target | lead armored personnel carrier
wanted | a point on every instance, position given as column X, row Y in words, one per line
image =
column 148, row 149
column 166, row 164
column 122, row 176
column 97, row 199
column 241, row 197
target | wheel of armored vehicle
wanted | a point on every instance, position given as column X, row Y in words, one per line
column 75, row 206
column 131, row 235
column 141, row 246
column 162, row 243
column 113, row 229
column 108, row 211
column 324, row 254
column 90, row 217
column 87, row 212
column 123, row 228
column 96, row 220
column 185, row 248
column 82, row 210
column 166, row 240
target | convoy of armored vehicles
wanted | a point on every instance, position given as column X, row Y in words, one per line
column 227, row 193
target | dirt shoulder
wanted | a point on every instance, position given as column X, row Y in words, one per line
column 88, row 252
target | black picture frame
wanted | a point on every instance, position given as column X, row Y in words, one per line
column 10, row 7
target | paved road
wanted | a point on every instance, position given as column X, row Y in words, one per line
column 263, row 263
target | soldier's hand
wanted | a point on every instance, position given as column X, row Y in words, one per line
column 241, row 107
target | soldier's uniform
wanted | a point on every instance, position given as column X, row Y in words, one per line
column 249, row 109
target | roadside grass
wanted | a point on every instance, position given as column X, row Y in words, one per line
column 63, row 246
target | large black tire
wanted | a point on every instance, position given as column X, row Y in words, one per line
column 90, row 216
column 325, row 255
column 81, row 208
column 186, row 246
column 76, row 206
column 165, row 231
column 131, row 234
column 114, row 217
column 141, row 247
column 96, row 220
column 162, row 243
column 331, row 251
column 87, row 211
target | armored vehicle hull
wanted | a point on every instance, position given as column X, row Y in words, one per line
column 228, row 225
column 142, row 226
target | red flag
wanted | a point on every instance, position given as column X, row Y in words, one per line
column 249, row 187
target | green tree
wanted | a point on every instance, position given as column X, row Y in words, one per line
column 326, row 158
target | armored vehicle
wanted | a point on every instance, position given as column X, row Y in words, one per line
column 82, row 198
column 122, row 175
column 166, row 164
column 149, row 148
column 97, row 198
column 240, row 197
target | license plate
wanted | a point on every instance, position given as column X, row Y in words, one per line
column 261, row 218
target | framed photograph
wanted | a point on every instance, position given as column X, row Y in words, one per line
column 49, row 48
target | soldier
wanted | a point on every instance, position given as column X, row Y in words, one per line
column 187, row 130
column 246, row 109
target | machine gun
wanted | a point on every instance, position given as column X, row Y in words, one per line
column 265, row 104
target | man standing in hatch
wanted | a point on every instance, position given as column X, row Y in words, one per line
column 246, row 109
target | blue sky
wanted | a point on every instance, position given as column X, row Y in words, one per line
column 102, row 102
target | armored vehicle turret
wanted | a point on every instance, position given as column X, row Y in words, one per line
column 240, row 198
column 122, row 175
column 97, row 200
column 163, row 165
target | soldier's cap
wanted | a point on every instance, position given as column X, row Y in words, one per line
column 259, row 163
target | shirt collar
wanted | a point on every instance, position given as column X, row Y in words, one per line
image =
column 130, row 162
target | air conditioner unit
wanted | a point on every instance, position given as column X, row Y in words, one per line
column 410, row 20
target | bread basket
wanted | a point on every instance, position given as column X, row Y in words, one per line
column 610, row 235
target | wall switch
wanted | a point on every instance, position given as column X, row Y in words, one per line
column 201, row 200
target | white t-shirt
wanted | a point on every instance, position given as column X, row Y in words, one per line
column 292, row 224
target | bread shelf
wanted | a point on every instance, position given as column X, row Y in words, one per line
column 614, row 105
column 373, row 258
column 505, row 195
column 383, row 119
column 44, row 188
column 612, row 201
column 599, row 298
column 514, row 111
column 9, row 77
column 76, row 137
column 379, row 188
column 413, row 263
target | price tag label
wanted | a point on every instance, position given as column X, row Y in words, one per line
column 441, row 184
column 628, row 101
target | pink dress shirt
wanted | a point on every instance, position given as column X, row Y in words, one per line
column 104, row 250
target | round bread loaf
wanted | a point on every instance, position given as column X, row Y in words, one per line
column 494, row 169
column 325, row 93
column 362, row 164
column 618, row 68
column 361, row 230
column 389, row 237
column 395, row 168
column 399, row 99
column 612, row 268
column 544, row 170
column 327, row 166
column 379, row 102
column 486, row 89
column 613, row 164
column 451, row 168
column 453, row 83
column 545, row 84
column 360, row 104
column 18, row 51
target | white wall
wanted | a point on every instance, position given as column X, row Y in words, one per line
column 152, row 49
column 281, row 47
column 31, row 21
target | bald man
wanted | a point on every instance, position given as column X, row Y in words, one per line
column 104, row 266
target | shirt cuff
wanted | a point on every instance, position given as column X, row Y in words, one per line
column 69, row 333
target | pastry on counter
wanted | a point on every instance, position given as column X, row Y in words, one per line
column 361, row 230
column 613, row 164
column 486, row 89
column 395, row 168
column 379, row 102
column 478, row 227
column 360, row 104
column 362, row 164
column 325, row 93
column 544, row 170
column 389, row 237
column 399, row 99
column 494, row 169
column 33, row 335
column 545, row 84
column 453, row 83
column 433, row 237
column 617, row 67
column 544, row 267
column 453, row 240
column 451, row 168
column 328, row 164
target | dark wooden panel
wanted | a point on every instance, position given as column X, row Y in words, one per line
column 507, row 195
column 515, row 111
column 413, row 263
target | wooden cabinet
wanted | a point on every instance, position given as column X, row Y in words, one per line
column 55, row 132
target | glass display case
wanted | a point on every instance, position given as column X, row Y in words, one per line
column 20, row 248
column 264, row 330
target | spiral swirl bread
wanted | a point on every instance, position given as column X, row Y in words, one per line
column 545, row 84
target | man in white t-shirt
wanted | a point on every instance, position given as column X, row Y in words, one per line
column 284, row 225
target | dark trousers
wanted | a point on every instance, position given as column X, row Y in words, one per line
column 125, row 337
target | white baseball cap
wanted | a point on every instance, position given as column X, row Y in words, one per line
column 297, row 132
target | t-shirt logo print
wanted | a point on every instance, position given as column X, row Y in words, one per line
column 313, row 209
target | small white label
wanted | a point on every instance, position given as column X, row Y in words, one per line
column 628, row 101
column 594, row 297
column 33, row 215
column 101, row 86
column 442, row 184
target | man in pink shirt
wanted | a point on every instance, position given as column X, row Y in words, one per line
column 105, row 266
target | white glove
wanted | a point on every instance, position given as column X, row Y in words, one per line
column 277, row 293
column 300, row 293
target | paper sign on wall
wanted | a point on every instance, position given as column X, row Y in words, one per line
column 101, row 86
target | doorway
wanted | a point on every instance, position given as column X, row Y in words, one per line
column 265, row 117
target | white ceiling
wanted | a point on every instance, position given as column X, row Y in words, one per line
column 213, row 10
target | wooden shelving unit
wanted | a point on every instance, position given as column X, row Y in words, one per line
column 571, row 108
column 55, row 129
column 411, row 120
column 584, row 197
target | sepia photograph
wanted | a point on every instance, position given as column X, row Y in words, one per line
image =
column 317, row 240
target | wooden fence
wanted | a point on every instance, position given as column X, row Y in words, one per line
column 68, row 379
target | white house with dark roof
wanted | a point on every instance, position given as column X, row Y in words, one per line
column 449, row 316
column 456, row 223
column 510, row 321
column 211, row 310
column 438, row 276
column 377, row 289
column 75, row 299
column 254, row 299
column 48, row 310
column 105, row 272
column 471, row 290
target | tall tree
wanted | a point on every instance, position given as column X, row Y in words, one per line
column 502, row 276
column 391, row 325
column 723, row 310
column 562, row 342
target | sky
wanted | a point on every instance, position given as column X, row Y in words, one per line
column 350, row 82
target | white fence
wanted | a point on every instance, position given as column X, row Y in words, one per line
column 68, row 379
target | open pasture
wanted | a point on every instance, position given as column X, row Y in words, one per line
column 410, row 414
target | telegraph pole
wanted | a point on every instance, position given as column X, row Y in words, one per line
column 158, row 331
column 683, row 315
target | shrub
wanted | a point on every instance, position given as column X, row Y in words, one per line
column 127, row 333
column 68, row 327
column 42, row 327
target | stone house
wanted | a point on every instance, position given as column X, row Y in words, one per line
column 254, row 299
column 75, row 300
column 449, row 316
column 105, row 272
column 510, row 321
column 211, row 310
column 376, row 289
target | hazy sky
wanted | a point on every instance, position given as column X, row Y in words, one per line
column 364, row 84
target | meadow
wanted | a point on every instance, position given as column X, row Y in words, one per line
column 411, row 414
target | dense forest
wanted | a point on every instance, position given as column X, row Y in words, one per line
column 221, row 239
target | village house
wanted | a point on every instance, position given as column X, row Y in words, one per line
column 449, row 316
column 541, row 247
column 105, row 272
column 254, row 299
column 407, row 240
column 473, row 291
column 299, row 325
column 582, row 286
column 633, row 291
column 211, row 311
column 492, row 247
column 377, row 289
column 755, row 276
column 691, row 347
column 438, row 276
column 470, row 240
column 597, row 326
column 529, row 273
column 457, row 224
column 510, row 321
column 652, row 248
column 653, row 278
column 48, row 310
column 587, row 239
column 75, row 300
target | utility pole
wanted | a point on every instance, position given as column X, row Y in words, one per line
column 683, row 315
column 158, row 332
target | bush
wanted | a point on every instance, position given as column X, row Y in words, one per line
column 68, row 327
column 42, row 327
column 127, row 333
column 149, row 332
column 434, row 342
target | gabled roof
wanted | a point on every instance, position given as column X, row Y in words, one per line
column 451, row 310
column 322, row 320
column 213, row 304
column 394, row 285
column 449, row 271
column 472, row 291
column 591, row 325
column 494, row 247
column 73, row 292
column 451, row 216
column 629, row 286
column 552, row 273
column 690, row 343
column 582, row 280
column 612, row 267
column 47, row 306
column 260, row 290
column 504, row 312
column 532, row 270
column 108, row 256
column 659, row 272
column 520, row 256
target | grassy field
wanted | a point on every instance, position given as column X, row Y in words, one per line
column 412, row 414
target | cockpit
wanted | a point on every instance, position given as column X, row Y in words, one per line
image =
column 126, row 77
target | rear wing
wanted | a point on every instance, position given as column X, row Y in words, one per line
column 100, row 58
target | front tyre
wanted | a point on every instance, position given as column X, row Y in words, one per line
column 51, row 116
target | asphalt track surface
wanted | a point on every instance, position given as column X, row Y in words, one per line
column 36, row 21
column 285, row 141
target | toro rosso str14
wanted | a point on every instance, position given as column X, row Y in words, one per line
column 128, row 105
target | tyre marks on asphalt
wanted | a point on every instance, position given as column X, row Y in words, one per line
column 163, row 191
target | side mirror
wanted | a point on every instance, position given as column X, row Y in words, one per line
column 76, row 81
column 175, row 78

####################

- [TASK STATEMENT]: From the records above, print exactly the lines that run from the line with "target | paper sign on wall" to the line with "target | white house with dark roof", inclusive.

- [SOLUTION FOR THIS TASK]:
target | paper sign on wall
wanted | a point on every instance, position given as column X, row Y in words, one per line
column 101, row 86
target | doorway
wanted | a point on every instance, position given as column X, row Y in words, one per line
column 265, row 117
target | white ceiling
wanted | a point on every instance, position given as column X, row Y in words, one per line
column 213, row 10
target | wooden shelving unit
wanted | a point on every instance, position given as column X, row Y in words, one per line
column 571, row 108
column 55, row 129
column 411, row 120
column 584, row 197
target | sepia photograph
wanted | a point on every instance, position given as column X, row Y in words, one per line
image =
column 317, row 240
target | wooden fence
wanted | a point on every instance, position given as column X, row Y in words, one per line
column 68, row 379
target | white house with dark roof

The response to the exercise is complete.